Problem to solve
Copy each line exactly. Leave nothing out.

Given records
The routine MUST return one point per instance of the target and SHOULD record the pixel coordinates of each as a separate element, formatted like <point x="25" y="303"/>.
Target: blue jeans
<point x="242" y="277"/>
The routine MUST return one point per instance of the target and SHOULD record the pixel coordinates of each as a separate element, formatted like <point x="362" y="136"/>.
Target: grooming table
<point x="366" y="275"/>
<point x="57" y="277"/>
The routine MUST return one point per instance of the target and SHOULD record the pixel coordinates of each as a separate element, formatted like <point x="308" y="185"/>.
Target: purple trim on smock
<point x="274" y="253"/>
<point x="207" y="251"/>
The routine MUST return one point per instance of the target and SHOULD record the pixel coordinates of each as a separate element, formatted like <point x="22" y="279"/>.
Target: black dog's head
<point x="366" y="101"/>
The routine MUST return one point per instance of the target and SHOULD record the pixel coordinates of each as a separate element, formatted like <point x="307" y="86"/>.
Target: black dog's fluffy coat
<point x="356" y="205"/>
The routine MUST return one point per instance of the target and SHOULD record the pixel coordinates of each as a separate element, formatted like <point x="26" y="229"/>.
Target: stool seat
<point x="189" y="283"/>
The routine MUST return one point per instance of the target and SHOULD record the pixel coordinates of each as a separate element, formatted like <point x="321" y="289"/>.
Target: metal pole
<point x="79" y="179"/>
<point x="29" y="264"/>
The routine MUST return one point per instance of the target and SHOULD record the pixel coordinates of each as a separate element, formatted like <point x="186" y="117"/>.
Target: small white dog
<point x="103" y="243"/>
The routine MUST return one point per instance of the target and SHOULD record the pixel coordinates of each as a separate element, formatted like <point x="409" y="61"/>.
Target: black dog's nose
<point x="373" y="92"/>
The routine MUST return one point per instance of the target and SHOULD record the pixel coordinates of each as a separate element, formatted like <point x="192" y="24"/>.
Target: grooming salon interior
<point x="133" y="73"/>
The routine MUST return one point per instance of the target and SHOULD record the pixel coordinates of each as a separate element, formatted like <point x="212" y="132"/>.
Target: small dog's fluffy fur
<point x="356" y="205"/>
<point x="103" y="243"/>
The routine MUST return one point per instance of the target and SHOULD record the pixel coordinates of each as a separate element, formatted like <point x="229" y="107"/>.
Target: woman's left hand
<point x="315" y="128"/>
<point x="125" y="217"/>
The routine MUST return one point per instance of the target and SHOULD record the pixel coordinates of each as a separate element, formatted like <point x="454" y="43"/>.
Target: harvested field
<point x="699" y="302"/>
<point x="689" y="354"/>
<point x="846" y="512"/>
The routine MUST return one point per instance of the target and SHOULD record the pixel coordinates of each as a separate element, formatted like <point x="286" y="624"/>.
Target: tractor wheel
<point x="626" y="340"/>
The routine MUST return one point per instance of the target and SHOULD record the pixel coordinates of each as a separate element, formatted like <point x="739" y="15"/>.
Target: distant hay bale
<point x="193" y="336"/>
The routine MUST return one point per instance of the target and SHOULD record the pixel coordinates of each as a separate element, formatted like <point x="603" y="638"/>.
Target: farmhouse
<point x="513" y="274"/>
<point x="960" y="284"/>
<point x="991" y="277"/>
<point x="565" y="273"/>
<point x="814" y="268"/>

Response for this exercise
The routine MUST return one point per instance of the target and SHOULD record the pixel coordinates of each as a separate element, formatted like <point x="25" y="303"/>.
Target: blue jeans
<point x="242" y="277"/>
The routine MUST return one point per instance of the target and SHOULD record the pixel coordinates of each as a separate element, formatted like <point x="362" y="136"/>.
Target: grooming table
<point x="366" y="275"/>
<point x="57" y="277"/>
The routine MUST return one point per instance of the target and SHOULD record the pixel coordinates of each as a separate element, formatted like <point x="308" y="185"/>.
Target: purple trim on smock
<point x="274" y="253"/>
<point x="207" y="251"/>
The routine MUST return one point per instance of the target and SHOULD record the pixel coordinates of each as a separate element, formatted like <point x="22" y="279"/>.
Target: black dog's head
<point x="366" y="101"/>
The routine MUST return one point per instance of the target and SHOULD record the pixel coordinates of each as a separate element, formatted like <point x="307" y="86"/>.
Target: black dog's fluffy coat
<point x="356" y="205"/>
The routine MUST return one point per instance of the target and SHOULD record the pixel coordinates of each as a separate element, formatted like <point x="26" y="229"/>.
Target: stool seat
<point x="189" y="283"/>
The routine MUST return one point per instance of the target and SHOULD record the pixel coordinates of each as a separate element, formatted like <point x="321" y="289"/>.
Target: metal pole
<point x="79" y="179"/>
<point x="29" y="264"/>
The routine MUST return one point per instance of the target and SHOULD record the pixel coordinates of each as a separate element, formatted like <point x="186" y="117"/>.
Target: small white dog
<point x="103" y="243"/>
The routine MUST return one point per instance of the target and SHOULD record the pixel coordinates of each as a separate element, formatted like <point x="409" y="61"/>.
Target: black dog's nose
<point x="373" y="92"/>
The routine MUST return one point per instance of the target and SHOULD record the pixel coordinates of each as a separate element, formatted like <point x="192" y="24"/>.
Target: grooming salon interior
<point x="133" y="73"/>
The routine MUST return one point per instance of the target and SHOULD record the pixel coordinates of each as a separate element, formatted like <point x="212" y="132"/>.
Target: small dog's fluffy fur
<point x="356" y="205"/>
<point x="103" y="243"/>
The routine MUST return one point per instance of the target and SHOULD record the pixel coordinates of each as a separate element, formatted like <point x="229" y="107"/>.
Target: woman's left hand
<point x="315" y="128"/>
<point x="125" y="217"/>
The routine MUST return one point per instance of the target and SHOULD record the pixel coordinates of each as a separate element, formatted like <point x="454" y="43"/>.
Target: harvested field
<point x="699" y="302"/>
<point x="689" y="354"/>
<point x="846" y="512"/>
The routine MUST return one point per instance of the target and SHOULD record the pixel coordinates of each as a separate element, formatted like <point x="286" y="624"/>.
Target: tractor wheel
<point x="626" y="340"/>
The routine MUST return one point per instance of the target and SHOULD record the pixel coordinates of each as a separate element, formatted like <point x="739" y="15"/>.
Target: distant hay bale
<point x="193" y="336"/>
The routine MUST return one point per instance of the target and SHOULD record the pixel coordinates of each as a separate element, formatted like <point x="603" y="638"/>.
Target: farmhouse
<point x="513" y="274"/>
<point x="960" y="284"/>
<point x="991" y="277"/>
<point x="565" y="273"/>
<point x="814" y="268"/>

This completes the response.